### Aim of the exercise
Can you write out the whole listing exactly?

### Record list
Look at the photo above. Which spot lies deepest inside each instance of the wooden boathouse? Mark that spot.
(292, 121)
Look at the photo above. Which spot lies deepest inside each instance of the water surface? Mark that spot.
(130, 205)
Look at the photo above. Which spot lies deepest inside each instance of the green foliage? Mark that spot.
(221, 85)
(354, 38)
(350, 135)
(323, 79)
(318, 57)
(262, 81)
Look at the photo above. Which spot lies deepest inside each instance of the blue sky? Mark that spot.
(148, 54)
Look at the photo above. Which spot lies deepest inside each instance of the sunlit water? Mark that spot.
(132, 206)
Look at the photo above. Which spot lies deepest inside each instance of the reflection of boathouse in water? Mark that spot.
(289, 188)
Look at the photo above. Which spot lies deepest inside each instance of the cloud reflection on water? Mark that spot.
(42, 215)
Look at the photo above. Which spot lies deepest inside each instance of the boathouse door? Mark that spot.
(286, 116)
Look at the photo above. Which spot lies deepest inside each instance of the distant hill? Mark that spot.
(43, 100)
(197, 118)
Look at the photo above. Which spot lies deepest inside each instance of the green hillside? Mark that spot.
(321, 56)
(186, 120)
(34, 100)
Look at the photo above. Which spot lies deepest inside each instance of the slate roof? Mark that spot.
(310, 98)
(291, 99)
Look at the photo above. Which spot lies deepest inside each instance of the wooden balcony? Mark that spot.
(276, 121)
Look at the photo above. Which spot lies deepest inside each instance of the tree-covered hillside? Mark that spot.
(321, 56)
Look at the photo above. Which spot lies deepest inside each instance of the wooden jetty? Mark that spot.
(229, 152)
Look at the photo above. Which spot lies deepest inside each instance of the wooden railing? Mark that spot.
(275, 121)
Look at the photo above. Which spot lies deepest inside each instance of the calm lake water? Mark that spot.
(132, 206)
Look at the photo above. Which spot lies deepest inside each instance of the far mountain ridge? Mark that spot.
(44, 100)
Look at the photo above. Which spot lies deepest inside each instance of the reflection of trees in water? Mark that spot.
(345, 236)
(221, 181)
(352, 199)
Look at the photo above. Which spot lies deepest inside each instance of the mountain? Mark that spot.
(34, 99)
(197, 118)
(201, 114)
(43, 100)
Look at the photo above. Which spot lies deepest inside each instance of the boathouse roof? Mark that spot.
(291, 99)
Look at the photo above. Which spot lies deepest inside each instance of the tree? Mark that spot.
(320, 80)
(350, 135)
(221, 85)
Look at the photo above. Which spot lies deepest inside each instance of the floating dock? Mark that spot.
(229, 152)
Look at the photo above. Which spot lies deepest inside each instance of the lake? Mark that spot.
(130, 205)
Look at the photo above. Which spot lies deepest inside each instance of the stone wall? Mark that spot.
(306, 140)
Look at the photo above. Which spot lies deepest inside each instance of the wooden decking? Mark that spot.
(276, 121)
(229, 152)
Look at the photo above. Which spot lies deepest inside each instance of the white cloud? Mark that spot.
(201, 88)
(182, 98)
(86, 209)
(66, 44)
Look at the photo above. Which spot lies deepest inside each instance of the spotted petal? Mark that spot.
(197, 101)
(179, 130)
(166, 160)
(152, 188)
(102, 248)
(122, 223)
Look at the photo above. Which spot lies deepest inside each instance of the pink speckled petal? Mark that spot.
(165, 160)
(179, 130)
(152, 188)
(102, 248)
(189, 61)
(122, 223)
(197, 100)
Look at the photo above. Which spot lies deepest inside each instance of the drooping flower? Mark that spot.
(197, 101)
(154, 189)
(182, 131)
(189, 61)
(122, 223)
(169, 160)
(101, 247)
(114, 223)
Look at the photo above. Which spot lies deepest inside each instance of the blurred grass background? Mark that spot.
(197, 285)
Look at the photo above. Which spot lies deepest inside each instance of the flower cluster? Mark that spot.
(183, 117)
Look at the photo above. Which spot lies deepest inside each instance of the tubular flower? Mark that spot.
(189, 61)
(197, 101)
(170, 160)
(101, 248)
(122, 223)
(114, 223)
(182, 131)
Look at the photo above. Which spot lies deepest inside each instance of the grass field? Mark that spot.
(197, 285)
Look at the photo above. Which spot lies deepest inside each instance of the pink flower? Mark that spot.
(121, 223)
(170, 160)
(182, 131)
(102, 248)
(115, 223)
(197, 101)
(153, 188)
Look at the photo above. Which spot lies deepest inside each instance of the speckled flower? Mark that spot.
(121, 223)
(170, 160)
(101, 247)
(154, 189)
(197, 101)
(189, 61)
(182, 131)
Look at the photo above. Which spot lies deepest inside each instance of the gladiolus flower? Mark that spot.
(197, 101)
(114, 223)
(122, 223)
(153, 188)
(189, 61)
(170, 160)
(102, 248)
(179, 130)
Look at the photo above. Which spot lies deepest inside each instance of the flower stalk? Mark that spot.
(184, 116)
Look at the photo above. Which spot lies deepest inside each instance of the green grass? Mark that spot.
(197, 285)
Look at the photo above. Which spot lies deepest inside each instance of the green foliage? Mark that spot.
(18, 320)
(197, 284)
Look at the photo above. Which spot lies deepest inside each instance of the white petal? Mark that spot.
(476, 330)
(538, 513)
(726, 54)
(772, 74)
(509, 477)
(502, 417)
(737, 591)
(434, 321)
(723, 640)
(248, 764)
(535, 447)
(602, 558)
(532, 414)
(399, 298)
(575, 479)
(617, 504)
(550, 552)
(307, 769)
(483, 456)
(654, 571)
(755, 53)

### Task output
Look at the photo above. Which spot lies deepest inside each instance of the wooden boathouse? Mark that spot.
(292, 121)
Look at the photo above. Which spot lies deepest inside each instance of the water surface? Mark that spot.
(130, 205)
Look at the photo above. Which spot lies deepest inside each instance of the green foliage? Mark that spot.
(221, 85)
(354, 38)
(350, 135)
(323, 79)
(318, 57)
(262, 81)
Look at the photo above. Which spot lies deepest inside each instance of the blue sky? Mark that spot.
(148, 54)
Look at the photo above. Which spot lies deepest inside each instance of the sunlit water? Mark that spot.
(132, 206)
Look at the photo above. Which spot lies deepest inside each instance of the reflection of boathouse in water? Mark that spot.
(289, 188)
Look at the photo above. Which spot lies deepest inside each instance of the cloud reflection on water? Mark that spot.
(42, 215)
Look at the photo above. Which spot lies deepest inside each instance of the boathouse door? Mark that spot.
(286, 116)
Look at the photo above. Which spot lies deepest inside each instance of the distant hill? Mark that spot.
(43, 100)
(197, 118)
Look at the photo above. Which spot lies deepest inside each instance of the green hillside? Mark that spot.
(321, 56)
(186, 120)
(34, 100)
Look at the photo above. Which spot lies deepest inside each instance of the slate roof? Mark that spot.
(310, 98)
(291, 99)
Look at the photo above. Which spot lies deepest inside each instance of the wooden balcony? Mark that spot.
(276, 121)
Look at the photo above. Which spot lies deepest inside each instance of the tree-covered hillside? Mark that spot.
(321, 56)
Look at the photo above. Which spot lies deepest inside each instance of the wooden jetty? Mark that spot.
(229, 152)
Look at the photo above. Which spot lies deepest inside each instance of the wooden railing? Mark that spot.
(275, 121)
Look at the photo above. Which spot lies deepest inside each instance of the calm lake water? Mark that spot.
(132, 206)
Look at the photo above. Which spot lies deepest inside each instance of the far mountain ridge? Mark that spot.
(44, 100)
Look at the photo above. Which spot lies deepest inside each instance of the reflection of trees in water? Mark that spot.
(345, 236)
(221, 181)
(352, 199)
Look at the photo above. Which spot lies deepest inside each instance of the mountain? Mark that spot.
(34, 99)
(197, 118)
(201, 114)
(43, 100)
Look at the photo above. Which spot lies deepest inside each instance of the boathouse roof? Mark that spot.
(291, 99)
Look at the photo above. Which spot lies deepest inside each instance of the tree? Mark that spot.
(320, 80)
(350, 135)
(221, 85)
Look at the photo above. Which spot lies deepest inside each instance of the floating dock? Mark that spot.
(229, 152)
Look at the photo above. Which spot lies deepest inside each instance of the lake? Mark that spot.
(130, 205)
Look at the photo above. Which spot lies deepest inside each instance of the stone wall? Mark that spot.
(306, 140)
Look at the photo above. Which spot lies deepest inside each instance of the wooden decking? Mark that spot.
(276, 121)
(229, 152)
Look at the photo above. Which spot lies deepest inside each instance of the white cloud? Mark that spot.
(201, 88)
(182, 98)
(86, 209)
(66, 44)
Look at the photo above. Which spot lies deepest inside each instance of the spotted petal? Mark that spot.
(197, 101)
(179, 130)
(166, 160)
(152, 188)
(102, 248)
(122, 223)
Look at the photo above. Which spot lies deepest inside each instance of the pink speckled petal? Mark that spot.
(165, 160)
(179, 130)
(152, 188)
(102, 248)
(189, 61)
(122, 223)
(197, 100)
Look at the photo above. Which spot lies deepest inside each instance of the drooping flower? Mark that spot.
(197, 101)
(154, 189)
(182, 131)
(189, 61)
(122, 223)
(169, 160)
(101, 247)
(114, 223)
Look at the photo above. Which spot lies deepest inside each instance of the blurred grass background? Mark that spot.
(197, 285)
Look at the photo above. Which spot lies deepest inside each instance of the flower cluster? Mark that spot.
(183, 117)
Look at the photo above. Which spot lies deepest inside each instance of the tubular flower? Mark that spot.
(189, 61)
(197, 101)
(170, 160)
(101, 248)
(122, 223)
(114, 223)
(182, 131)
Look at the photo above. Which spot lies deepest inside each instance of the grass field? Mark that spot.
(197, 285)
Look at the photo above. Which spot lies deepest inside each instance of the pink flower? Mark that spot.
(121, 223)
(170, 160)
(182, 131)
(102, 248)
(115, 223)
(197, 101)
(153, 188)
Look at the photo above. Which spot lies deepest inside each instance of the speckled flower? Mark that spot.
(121, 223)
(170, 160)
(101, 247)
(154, 189)
(197, 101)
(189, 61)
(182, 131)
Look at the photo above. Which spot lies deepest inside each instance of the gladiolus flower? Mark that spot.
(197, 101)
(114, 223)
(122, 223)
(153, 188)
(189, 61)
(170, 160)
(102, 248)
(179, 130)
Look at the photo above. Which spot lies deepest inside each instance of the flower stalk? Mark that spot.
(184, 116)
Look at the photo above. Which spot lies deepest inside each instance of the green grass? Mark that spot.
(197, 285)
Look at the photo above. Which spot lies deepest inside each instance of the green foliage? Mark that spot.
(18, 320)
(197, 284)
Look at the photo above. Which spot lies deepest inside each instance of the white petal? Mark that spot.
(476, 330)
(538, 513)
(726, 54)
(772, 74)
(509, 477)
(502, 417)
(737, 591)
(434, 321)
(723, 640)
(248, 764)
(535, 447)
(602, 558)
(532, 414)
(399, 298)
(575, 479)
(617, 504)
(550, 552)
(307, 769)
(483, 456)
(654, 571)
(755, 53)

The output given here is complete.